* [Stored data entries]
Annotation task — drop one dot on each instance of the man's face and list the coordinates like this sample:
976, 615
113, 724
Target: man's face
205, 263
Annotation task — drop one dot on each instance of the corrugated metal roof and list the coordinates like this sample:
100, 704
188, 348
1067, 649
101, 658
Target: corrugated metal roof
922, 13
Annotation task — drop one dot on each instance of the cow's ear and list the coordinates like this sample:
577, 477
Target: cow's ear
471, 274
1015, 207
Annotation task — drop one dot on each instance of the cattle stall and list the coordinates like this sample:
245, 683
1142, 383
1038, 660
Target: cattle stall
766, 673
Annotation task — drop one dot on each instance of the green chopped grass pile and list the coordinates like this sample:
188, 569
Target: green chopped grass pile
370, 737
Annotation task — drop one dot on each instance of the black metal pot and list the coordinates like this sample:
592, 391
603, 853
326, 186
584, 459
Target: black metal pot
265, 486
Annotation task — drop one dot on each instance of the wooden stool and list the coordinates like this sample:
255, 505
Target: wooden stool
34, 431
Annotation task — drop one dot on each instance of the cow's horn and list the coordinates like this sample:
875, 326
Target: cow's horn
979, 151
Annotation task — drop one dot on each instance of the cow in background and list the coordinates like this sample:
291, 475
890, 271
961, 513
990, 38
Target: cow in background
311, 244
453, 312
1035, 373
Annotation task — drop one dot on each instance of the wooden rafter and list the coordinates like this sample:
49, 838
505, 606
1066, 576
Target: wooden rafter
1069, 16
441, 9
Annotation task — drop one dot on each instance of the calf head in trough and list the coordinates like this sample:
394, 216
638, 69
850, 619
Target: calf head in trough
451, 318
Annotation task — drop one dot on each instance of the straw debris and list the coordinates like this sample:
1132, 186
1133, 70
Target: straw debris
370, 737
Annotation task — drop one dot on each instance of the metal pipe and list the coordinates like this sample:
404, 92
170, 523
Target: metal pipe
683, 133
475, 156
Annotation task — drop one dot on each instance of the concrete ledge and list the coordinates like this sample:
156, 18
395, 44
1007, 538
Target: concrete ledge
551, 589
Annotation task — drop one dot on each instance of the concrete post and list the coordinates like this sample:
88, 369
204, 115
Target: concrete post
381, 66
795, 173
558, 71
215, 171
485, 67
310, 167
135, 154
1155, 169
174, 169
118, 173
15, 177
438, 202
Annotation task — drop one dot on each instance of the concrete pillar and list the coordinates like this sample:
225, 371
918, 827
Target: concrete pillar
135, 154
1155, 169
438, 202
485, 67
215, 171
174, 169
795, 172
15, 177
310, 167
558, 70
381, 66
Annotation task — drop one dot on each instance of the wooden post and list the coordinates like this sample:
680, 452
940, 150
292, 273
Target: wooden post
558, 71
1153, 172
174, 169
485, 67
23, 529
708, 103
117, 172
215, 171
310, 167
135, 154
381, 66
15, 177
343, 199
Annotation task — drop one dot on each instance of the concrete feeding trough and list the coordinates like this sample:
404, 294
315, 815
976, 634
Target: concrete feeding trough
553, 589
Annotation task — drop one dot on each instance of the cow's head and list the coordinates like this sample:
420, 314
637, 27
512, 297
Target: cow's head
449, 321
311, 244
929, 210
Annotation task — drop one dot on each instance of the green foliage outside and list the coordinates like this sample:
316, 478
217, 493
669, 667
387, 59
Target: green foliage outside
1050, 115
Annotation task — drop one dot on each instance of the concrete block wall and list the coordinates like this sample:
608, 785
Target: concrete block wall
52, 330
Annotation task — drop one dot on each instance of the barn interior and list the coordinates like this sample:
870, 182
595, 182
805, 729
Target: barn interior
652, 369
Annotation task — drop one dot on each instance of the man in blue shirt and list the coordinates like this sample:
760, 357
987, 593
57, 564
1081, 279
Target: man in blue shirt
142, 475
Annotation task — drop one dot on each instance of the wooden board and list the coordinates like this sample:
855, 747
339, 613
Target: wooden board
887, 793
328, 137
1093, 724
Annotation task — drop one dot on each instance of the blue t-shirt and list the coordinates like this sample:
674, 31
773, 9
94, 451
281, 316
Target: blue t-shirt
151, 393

* [The task]
Once more, write out the entries exactly as they were written.

* [Final answer]
Annotation task — drop one dot on each instance of the man's face and list the coordinates like this sample:
976, 615
113, 724
Target: man's face
205, 263
Annotation task — drop one dot on each instance of the corrugated metal roof and list the coordinates like this sample:
100, 704
188, 348
1067, 649
101, 658
Target: corrugated metal roof
922, 13
Annotation task — drop one dot on each instance of the cow's ear and list the coordinates like this sample:
577, 477
Target: cow's ear
471, 274
1015, 207
Annotation task — drop one dot on each instance of the cattle stall and list the coordinates like this sample:
245, 683
1142, 383
1038, 660
Target: cattle stall
766, 673
Annotation task — drop one dot on each instance of the green chopped grass pile and list the coordinates like this sample:
188, 569
Target: green chopped grass pile
370, 737
Annotation task — drop one dot on each instance of the black metal pot and list the coordinates like this sample:
592, 391
603, 853
326, 186
584, 459
Target: black metal pot
265, 486
Annotation task — drop one dot on each instance of the wooden stool and list the coordinates like this sample:
255, 505
Target: wooden stool
34, 431
Annotation task — drop one dot on each instance of the cow's horn and list the coordinates like this sample:
875, 326
Target: cow's horn
979, 151
Annotation task — drop one dot on each instance of the cow in background and list the coordinates like this sample:
291, 475
890, 271
961, 513
990, 38
Target: cow in background
311, 244
453, 312
1035, 373
Annotation task — drop one dot on each instance of the wooden rafter and list the coordinates like this sample:
49, 838
505, 606
1066, 576
Target: wooden rafter
1069, 16
441, 9
Annotation task — drop one dot on each instance of the calf head in trough and list the coordinates like this sample:
394, 216
638, 69
850, 619
Target: calf head in trough
451, 318
Annotation task — drop one dot on each instance of the straw debris and list the coordinates like this sample:
1132, 186
1133, 70
Target: straw debris
370, 737
Annotation task — drop one dot on each instance of the metal pipe and list the coordinates like this sample:
404, 92
170, 523
Target: metal pipe
683, 133
475, 156
Annotation task — drop one dot on each instance of the concrete ledge and list the coordinates like this sample:
156, 18
395, 44
1007, 538
Target: concrete ledge
551, 589
Annotation task — drop one dot on each instance of the concrete post and list the coordinates like this sample:
88, 369
204, 115
Target: concrete post
381, 66
795, 173
558, 71
215, 171
485, 67
310, 167
135, 154
1155, 169
174, 169
118, 173
15, 177
438, 202
Annotation task — drop one dot on each instance of the concrete pillar and list the coordinates like this sample:
225, 371
918, 827
Target: concrete pillar
135, 154
1155, 169
438, 202
485, 67
215, 171
174, 169
795, 172
15, 177
310, 167
558, 70
381, 66
Annotation task — drop one dot on each instance of the wooden post and list the coordinates like this sample:
680, 452
940, 150
292, 273
Target: wooden post
558, 71
1153, 172
174, 169
485, 67
23, 529
708, 103
117, 172
215, 171
310, 167
135, 154
381, 66
15, 177
343, 199
Annotation task — drop one dot on each instance of the concrete feeding trough and list the coordinates like this sample:
404, 294
315, 815
976, 634
Target: concrete feeding trough
553, 589
Annotation task — drop one dot on each instance of the cow's head and list the coordinates like this sample:
420, 314
637, 27
512, 297
Target: cow's head
449, 321
311, 244
929, 210
Annotation task — drop one dot on each instance of the green foliage outside and list the coordinates like this sample:
316, 478
217, 493
669, 667
387, 59
Target: green foliage outside
1050, 115
Annotation task — drop one dot on each instance of the concrete block wall and list the coordinates like this sample:
608, 785
Target: concrete block wall
52, 330
Annotation task — drop one dot on each instance of the barn interior and list the coordinates like this sample:
870, 182
595, 182
805, 729
Target: barn interior
652, 369
Annotation task — drop one dot on each instance of the man in blue shirt and list the coordinates like this sample:
760, 357
987, 593
57, 564
1081, 279
Target: man in blue shirt
142, 475
Annotation task — drop one dot on each instance of the wooden board and list the coordinates like this sample:
855, 747
339, 613
Target: wooden board
887, 793
328, 137
1093, 724
Annotation task — drop one dot on each instance of the blue t-shirt and list the coordinates like this sample:
674, 31
773, 9
94, 451
281, 316
Target: blue t-shirt
151, 393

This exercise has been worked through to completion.